** START MATERIAL **

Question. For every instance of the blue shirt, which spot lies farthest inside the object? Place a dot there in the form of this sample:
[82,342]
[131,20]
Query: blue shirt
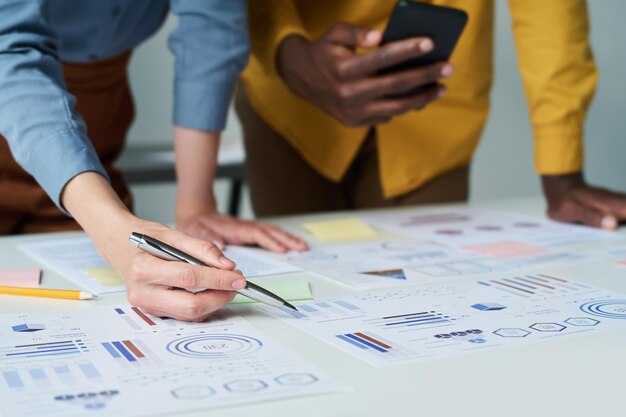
[37,117]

** END MATERIAL **

(SET EXERCISE):
Please update the records by changing every "blue shirt" to "red jacket" and leaving the rest untouched, and omit the pictures from your answer.

(ANSWER TO THE TASK):
Question. For every instance of the red jacket, which spot lies farthest inside the object? Place a dot there in the form of this sample:
[82,342]
[131,20]
Query: red jacket
[37,117]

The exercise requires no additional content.